- WHAT IS EXPECTED
Format the listing, starting at the line that contains "One point marks each instance of the microphone stand." and ending at the line that contains "x=583, y=219", as a two-column CSV with the headers text and answer. Give one row per text paired with its answer, putting each in a single quoted field and replacing line breaks with spaces.

☆ ☆ ☆ ☆ ☆

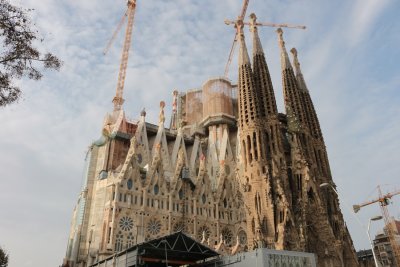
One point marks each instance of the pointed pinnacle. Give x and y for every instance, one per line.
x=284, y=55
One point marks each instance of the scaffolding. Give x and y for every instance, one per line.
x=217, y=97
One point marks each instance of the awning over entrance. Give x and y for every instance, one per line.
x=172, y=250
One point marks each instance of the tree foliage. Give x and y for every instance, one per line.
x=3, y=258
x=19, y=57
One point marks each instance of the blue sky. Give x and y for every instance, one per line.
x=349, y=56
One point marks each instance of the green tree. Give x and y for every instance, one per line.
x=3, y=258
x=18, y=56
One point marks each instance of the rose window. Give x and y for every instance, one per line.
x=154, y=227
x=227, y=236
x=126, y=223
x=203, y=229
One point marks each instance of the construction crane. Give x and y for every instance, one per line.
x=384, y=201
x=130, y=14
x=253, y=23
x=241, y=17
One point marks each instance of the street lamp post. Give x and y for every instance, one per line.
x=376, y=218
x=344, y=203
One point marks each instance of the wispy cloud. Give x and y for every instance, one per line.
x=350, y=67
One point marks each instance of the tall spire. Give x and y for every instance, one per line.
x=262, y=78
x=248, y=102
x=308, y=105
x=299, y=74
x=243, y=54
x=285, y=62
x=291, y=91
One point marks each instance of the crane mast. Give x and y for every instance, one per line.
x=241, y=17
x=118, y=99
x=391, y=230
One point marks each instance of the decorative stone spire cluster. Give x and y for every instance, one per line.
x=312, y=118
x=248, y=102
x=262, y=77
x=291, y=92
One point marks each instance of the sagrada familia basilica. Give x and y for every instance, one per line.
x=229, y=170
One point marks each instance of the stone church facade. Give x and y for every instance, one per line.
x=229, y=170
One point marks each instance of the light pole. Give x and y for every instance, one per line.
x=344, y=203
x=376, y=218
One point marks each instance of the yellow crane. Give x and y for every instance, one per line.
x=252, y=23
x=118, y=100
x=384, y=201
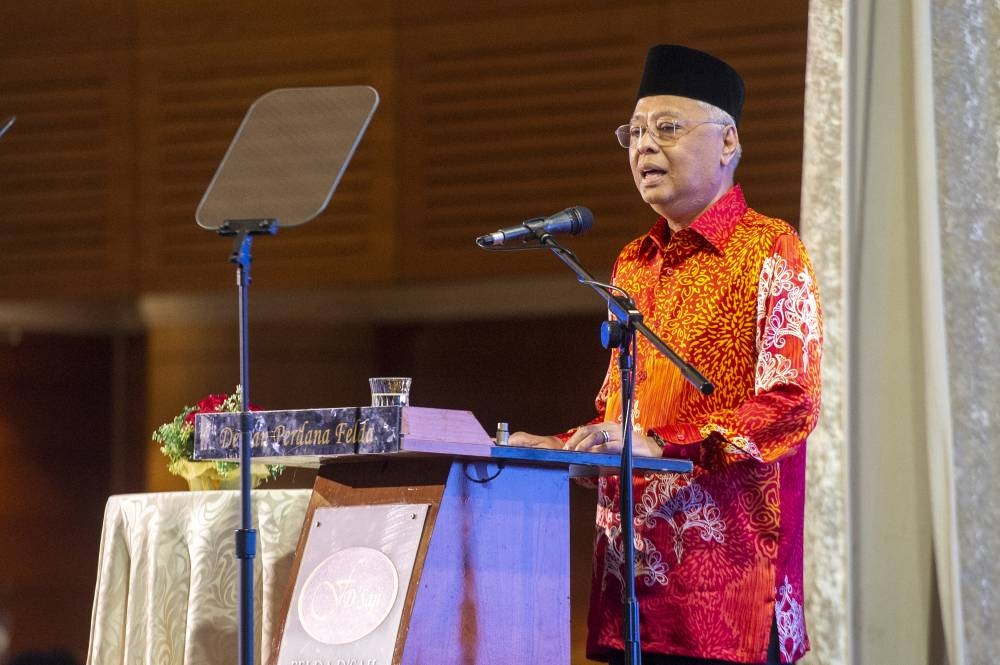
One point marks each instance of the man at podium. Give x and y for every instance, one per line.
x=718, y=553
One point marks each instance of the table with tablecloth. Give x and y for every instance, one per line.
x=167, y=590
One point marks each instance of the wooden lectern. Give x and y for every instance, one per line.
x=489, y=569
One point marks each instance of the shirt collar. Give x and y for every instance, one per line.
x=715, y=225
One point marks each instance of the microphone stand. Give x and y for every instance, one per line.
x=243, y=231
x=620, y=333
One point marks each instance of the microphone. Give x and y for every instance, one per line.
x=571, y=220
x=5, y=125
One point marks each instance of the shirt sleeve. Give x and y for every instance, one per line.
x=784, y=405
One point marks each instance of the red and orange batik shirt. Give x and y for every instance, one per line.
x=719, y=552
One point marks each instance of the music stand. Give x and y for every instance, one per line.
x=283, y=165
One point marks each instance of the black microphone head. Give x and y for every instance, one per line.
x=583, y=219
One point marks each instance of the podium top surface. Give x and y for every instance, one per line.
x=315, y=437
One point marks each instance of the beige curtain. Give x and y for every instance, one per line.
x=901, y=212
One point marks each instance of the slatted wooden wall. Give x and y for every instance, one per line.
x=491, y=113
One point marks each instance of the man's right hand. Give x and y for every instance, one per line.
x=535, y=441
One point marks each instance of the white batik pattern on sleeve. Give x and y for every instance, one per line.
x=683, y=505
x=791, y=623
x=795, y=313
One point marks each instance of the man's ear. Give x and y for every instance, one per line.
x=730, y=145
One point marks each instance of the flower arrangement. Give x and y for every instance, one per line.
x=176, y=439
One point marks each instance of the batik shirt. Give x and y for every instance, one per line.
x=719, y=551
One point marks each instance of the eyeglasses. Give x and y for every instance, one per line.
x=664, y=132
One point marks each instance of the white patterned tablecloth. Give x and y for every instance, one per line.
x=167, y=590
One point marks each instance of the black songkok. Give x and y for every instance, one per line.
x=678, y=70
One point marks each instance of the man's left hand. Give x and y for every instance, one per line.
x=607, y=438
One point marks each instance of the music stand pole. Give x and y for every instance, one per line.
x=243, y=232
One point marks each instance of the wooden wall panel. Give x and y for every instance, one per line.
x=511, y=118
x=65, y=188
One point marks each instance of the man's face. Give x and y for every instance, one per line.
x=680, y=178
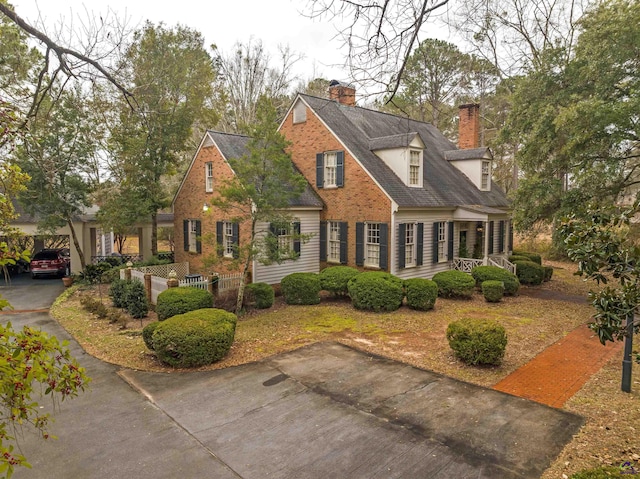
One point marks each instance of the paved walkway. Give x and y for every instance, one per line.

☆ ☆ ☆ ☆ ☆

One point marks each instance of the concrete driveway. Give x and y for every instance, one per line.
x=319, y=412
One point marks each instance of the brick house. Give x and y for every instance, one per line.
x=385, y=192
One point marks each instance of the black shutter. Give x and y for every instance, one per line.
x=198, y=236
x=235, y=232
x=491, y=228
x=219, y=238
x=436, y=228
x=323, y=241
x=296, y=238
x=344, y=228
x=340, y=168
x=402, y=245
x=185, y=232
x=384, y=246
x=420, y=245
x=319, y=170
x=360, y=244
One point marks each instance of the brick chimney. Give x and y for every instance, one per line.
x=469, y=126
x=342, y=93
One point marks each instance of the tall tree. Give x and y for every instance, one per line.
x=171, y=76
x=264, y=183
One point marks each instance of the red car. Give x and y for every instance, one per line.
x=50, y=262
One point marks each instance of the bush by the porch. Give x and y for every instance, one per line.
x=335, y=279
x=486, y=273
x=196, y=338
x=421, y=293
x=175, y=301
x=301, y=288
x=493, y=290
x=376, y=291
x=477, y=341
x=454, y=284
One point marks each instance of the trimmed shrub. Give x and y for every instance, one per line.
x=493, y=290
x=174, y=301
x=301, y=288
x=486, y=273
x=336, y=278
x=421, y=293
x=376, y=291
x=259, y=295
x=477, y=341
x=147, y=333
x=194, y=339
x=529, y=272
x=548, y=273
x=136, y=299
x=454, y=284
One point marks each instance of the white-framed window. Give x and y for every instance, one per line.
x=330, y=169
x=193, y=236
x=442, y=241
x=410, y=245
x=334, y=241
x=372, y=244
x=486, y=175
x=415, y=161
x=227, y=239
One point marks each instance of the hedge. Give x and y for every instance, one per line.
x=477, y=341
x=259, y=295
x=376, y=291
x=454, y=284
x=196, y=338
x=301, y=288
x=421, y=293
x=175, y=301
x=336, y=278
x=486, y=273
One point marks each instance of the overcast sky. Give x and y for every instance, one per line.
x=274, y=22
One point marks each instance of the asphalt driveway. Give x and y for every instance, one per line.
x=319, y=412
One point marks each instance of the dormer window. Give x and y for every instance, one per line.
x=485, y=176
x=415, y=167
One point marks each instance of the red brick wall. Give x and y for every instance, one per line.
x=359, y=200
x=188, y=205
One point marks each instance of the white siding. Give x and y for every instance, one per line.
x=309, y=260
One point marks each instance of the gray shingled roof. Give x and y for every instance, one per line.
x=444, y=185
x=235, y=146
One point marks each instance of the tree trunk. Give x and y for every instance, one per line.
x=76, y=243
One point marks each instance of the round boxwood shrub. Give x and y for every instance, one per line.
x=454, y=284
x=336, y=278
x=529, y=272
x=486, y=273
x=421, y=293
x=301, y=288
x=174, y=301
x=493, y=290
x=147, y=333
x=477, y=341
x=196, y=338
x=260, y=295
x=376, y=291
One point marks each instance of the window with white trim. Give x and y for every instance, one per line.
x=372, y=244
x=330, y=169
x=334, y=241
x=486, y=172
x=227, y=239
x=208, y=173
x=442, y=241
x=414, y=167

☆ ☆ ☆ ☆ ☆

- WRITTEN SOLUTION
text,answer
"One point marks each instance of the microphone stand. Give x and y for every instance, one per line.","x=243, y=231 x=620, y=333"
"One point marks each instance of the microphone. Give x and y for every instance, one per line.","x=571, y=220 x=5, y=125"
"One point marks each instance of the shirt sleeve. Give x and y for every instance, one per line.","x=784, y=405"
"One point marks each instance of the red and orange batik shirt. Give x and y for every instance, one per line.","x=719, y=552"
"One point marks each instance of the music stand. Give x and y for every instance, one per line.","x=283, y=165"
"One point marks each instance of the black microphone head. Give x and y for every instance, one per line.","x=583, y=219"